Records for this task -
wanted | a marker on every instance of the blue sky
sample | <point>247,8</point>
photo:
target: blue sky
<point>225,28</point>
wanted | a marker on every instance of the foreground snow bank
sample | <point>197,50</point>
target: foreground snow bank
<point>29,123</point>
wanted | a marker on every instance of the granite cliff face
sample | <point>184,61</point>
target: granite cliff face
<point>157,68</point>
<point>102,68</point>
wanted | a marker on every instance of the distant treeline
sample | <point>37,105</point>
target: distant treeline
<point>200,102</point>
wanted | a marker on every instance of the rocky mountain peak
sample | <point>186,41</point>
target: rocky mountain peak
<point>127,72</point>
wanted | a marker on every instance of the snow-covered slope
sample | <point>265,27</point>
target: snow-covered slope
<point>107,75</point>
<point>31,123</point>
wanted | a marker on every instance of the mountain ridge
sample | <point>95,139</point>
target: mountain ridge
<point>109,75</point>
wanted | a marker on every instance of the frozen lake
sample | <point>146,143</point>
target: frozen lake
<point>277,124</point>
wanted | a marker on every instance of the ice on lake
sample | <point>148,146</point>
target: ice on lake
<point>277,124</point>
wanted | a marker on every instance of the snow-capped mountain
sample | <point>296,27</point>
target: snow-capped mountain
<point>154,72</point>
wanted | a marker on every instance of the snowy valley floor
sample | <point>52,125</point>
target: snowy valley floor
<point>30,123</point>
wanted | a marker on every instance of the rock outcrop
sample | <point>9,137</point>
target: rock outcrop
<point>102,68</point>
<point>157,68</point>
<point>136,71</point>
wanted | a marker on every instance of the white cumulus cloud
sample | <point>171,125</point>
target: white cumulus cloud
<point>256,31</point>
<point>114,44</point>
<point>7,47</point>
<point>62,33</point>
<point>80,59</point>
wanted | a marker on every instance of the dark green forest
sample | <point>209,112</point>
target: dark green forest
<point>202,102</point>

Exercise requirements - Reproduce the entire listing above, substituting "pin" for each occurrence of "marker" and leaving everything else unchanged.

Result -
wanted | a pin on every instance of the blue sky
sample | <point>247,8</point>
photo:
target: blue sky
<point>225,28</point>
wanted | a pin on every instance of the foreground snow bank
sample | <point>197,50</point>
target: foreground snow bank
<point>29,123</point>
wanted | a pin on every instance of the granite cliff face
sample | <point>184,61</point>
target: granite cliff face
<point>157,68</point>
<point>102,68</point>
wanted | a pin on every instance of the distant treeline
sample | <point>37,105</point>
target: distant treeline
<point>200,102</point>
wanted | a pin on every instance of the rocky mountain peak
sample | <point>186,41</point>
target: rocky mountain peak
<point>127,72</point>
wanted | a pin on every instance of the snow-covered slope
sample | <point>265,27</point>
target: snow-covered slope
<point>107,75</point>
<point>31,123</point>
wanted | a pin on every instance of the mountain ridge
sample | <point>95,139</point>
target: mountain ridge
<point>109,75</point>
wanted | a pin on every instance of the frozen lake
sample | <point>146,143</point>
target: frozen lake
<point>277,124</point>
wanted | a pin on every instance of the ice on lake
sample | <point>148,146</point>
target: ice on lake
<point>277,124</point>
wanted | a pin on every instance of the snow-capped mountain
sample | <point>296,27</point>
target: snow-capped mountain
<point>154,72</point>
wanted | a pin on every instance of the snowy valley floor
sample | <point>52,125</point>
target: snowy valley floor
<point>30,123</point>
wanted | a pin on every instance of the rock outcrop
sample | <point>9,137</point>
target: rock outcrop
<point>102,68</point>
<point>157,68</point>
<point>136,71</point>
wanted | a pin on every instance of the white cumulus cloud
sample | <point>171,125</point>
target: white cumulus cloud
<point>256,31</point>
<point>114,44</point>
<point>7,47</point>
<point>62,33</point>
<point>80,59</point>
wanted | a pin on every instance of the dark green forest
sample | <point>209,112</point>
target: dark green forest
<point>202,102</point>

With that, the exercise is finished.